Filter the listing down to the lines containing the word "instance".

---------------

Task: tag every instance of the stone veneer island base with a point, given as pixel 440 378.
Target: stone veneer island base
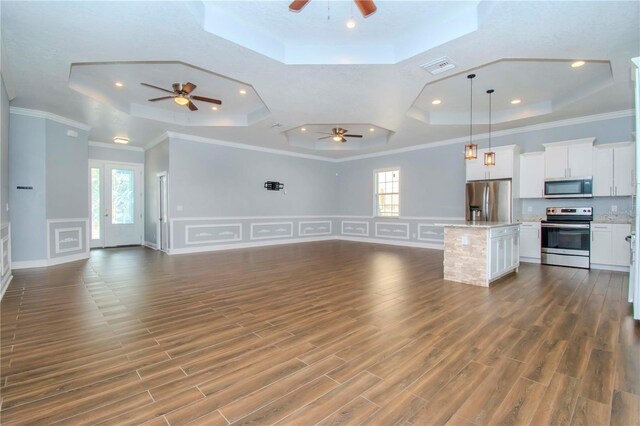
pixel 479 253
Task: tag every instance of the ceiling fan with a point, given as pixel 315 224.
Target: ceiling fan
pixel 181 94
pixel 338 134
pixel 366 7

---------------

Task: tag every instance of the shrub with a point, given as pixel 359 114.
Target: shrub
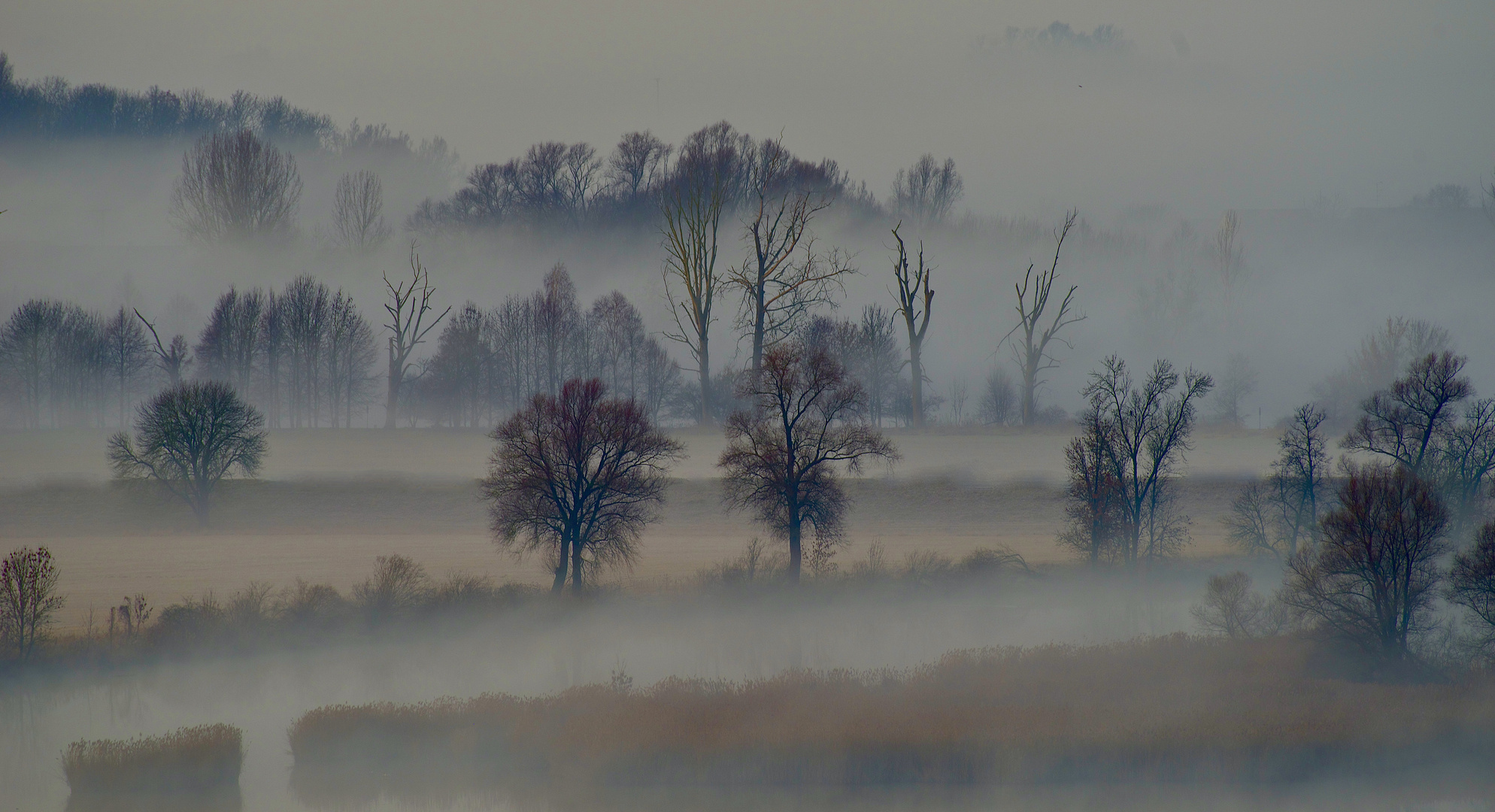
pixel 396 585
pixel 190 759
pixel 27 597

---------------

**EXERCISE OUTPUT:**
Task: tag every instance of the stone veneer island base with a point, given as pixel 440 378.
Task: tag every instance of the ceiling fan with a point, given as pixel 315 224.
Task: tag every instance of the shrub with a point, given as pixel 359 114.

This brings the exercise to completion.